* _Material to process_:
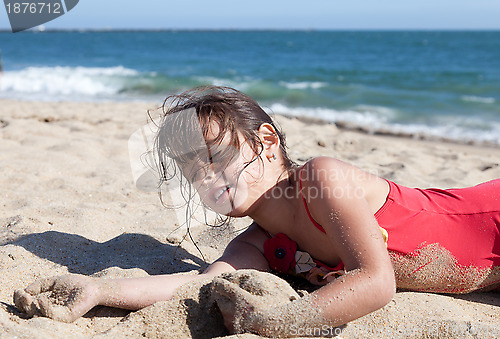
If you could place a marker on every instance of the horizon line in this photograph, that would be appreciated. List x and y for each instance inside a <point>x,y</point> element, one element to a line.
<point>105,29</point>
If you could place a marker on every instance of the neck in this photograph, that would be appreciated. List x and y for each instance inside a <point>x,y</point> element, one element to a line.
<point>275,207</point>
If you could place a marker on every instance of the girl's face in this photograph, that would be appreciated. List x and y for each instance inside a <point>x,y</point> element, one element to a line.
<point>226,178</point>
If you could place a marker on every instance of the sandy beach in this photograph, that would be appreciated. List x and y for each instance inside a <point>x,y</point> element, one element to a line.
<point>69,205</point>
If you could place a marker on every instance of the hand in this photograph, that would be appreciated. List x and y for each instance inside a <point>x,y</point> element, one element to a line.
<point>63,298</point>
<point>244,298</point>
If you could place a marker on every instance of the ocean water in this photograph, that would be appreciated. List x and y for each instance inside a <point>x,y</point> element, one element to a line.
<point>432,83</point>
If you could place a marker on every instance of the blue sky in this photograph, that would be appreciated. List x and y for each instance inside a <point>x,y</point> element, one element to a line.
<point>273,14</point>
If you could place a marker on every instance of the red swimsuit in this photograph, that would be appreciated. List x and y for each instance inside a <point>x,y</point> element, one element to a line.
<point>465,222</point>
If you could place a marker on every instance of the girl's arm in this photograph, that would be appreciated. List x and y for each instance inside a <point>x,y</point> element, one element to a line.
<point>68,297</point>
<point>369,282</point>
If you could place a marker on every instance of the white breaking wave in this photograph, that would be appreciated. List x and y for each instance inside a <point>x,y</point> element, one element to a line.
<point>303,85</point>
<point>45,83</point>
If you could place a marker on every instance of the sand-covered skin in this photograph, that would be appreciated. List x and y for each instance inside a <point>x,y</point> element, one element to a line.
<point>68,204</point>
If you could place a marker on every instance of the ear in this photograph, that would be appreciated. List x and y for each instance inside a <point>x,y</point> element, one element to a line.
<point>269,139</point>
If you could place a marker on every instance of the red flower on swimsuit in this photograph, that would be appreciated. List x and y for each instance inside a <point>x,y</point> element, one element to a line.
<point>280,252</point>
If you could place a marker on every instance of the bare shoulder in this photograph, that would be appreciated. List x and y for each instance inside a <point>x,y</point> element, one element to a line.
<point>342,180</point>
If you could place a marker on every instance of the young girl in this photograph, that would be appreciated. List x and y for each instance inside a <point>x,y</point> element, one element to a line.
<point>356,234</point>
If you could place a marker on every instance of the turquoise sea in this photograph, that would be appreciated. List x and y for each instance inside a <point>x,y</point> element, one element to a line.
<point>435,83</point>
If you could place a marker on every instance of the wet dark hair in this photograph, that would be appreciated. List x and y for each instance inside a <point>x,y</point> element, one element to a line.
<point>186,114</point>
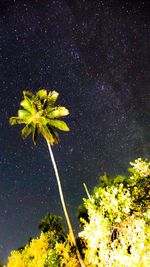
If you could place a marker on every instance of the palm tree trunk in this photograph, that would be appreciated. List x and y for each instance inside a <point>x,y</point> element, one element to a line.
<point>63,204</point>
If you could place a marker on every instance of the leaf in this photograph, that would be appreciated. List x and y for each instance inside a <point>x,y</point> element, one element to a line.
<point>23,113</point>
<point>54,133</point>
<point>42,94</point>
<point>58,112</point>
<point>28,94</point>
<point>26,131</point>
<point>52,98</point>
<point>61,125</point>
<point>35,133</point>
<point>43,120</point>
<point>47,134</point>
<point>17,120</point>
<point>26,104</point>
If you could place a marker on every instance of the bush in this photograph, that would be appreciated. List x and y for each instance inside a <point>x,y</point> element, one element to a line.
<point>117,233</point>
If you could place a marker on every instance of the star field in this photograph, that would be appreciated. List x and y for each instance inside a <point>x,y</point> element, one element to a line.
<point>95,54</point>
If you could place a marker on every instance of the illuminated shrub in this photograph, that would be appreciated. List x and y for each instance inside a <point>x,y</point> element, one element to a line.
<point>34,254</point>
<point>118,231</point>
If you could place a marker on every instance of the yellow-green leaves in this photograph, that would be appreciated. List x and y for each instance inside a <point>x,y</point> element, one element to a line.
<point>23,113</point>
<point>42,94</point>
<point>52,97</point>
<point>40,115</point>
<point>58,112</point>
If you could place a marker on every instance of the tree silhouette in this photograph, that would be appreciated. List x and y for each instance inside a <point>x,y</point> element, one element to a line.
<point>41,116</point>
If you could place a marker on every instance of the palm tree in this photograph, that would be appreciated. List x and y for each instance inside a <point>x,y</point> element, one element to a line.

* _Problem description_:
Copy out every row above word for word, leaving out the pictures.

* _Task response_:
If you could place a marker on every instance of the horizon line in this photograph, that would be appreciated. List x and y for each instance inside a <point>x,y</point> element, one element to a line.
<point>105,29</point>
If you could place a marker on every instance of the neck in this photograph, that would be appreciated. List x and y for each instance inside a <point>x,y</point> element, one element to a line.
<point>275,207</point>
If you could place a marker on every instance of the girl's face in this photograph, that would be appreciated. List x and y for each instance inside a <point>x,y</point> element, one element to a line.
<point>226,178</point>
If you could place a marker on every instance of the sandy beach in this photograph, that would be appreciated. List x and y for each instance inside a <point>x,y</point> element, one element to a line.
<point>69,205</point>
If you could place a marker on every instance of the hand in this photograph, that would be appreciated. List x and y for each instance inside a <point>x,y</point> element, one element to a line.
<point>63,298</point>
<point>244,298</point>
If you could place a marker on every instance of the ocean water in this photograph, that would be appreciated. List x and y for each instance inside a <point>x,y</point> element, one element to a line.
<point>432,83</point>
If you could place a marker on every instance of the blue sky in this photograph, that would be appreciated. List x and y for each instance inside a <point>x,y</point> element, one element to a line.
<point>273,14</point>
If you could place a marker on every instance of the red swimsuit in this photograph, that would be appreciated. List x and y for each instance inside a <point>x,y</point> element, one element to a line.
<point>465,222</point>
If you could place a marker on every instance of the girl's arm in this photograph, that would be appreciated. List x and y for each instance inside a <point>x,y</point> element, one element to a line.
<point>68,297</point>
<point>369,282</point>
If you could place a marker on every instance of the white breaking wave in this photograph, that would be appreciated. List x and y for each instance inside a <point>x,y</point> element, one element to a line.
<point>303,85</point>
<point>45,83</point>
If you could place a marker on every instance of the sand-covered skin in this photograph, that would be appreciated. List x and y for each instance inside a <point>x,y</point> element, one element to a line.
<point>68,204</point>
If you could place a marker on every instance of the ear in this photograph, that would be appreciated. List x and y for each instance inside a <point>x,y</point> element, one element to a line.
<point>269,139</point>
If you could place a marker on every instance of the red flower on swimsuit in this photograph, that would be appreciated. List x and y for each instance inside a <point>x,y</point> element, one element to a line.
<point>280,252</point>
If you could place a marker on every instance of the bare shoulder in this photograph, that would be appreciated. List x and y for each instance inside a <point>x,y</point> element, one element to a line.
<point>342,180</point>
If you could place a marker on every instance of the young girl in this photograph, that would be appreciated. List x and y for each instance inside a <point>x,y</point> element, one element to a line.
<point>356,234</point>
If you could place a marker on every instance of the turquoise sea in this photograph, that would be appreciated. List x and y for each instance inside a <point>x,y</point> element, one element to a line.
<point>435,83</point>
If you could place a marker on every instance of the wet dark hair in this photograph, that would be appreciated. List x and y for each instance inside a <point>x,y</point> element, one element to a line.
<point>186,114</point>
If you could place a marker on every instance of the palm tree trunk in this photograph, that would be appreciated. List x and y for each instance inside a <point>x,y</point> element, one element to a line.
<point>63,204</point>
If you could place a marker on every instance of the leaf in this photograph, that would be appreciated. List x and y for each instance inside a <point>x,y</point> element, one element to a line.
<point>23,113</point>
<point>54,133</point>
<point>42,94</point>
<point>58,112</point>
<point>28,94</point>
<point>26,131</point>
<point>52,98</point>
<point>61,125</point>
<point>35,133</point>
<point>43,120</point>
<point>47,134</point>
<point>17,120</point>
<point>26,104</point>
If you could place a marker on every instance of the bush in this photograph, that would be appreciated. List x and y for each instance inside a <point>x,y</point> element, one element to a line.
<point>117,233</point>
If you could place a marker on every instance of the star field in this photograph, that would be appreciated. List x and y for each instance inside a <point>x,y</point> element, one element to a line.
<point>95,54</point>
If you could place a marker on every instance of the illuminated shrub in this photograph, that would be appreciated. List x and y for each instance inside a <point>x,y</point> element, one element to a line.
<point>34,254</point>
<point>118,231</point>
If you could place a marker on every instance of the yellow-green leaves in this photograph, that would be appreciated. List x and y for each instance inside a <point>x,y</point> element, one element to a line.
<point>23,113</point>
<point>42,94</point>
<point>52,97</point>
<point>40,115</point>
<point>58,112</point>
If you could place a marker on every instance of the tree silhouette in this photograph, that would be appreciated. List x and y for each instance inside a <point>x,y</point> element, one element to a line.
<point>41,116</point>
If you could place a marker on every instance of the palm tree in this photograph, that would be appreciated. List x and y for each instance inside a <point>x,y</point> element, one element to a line.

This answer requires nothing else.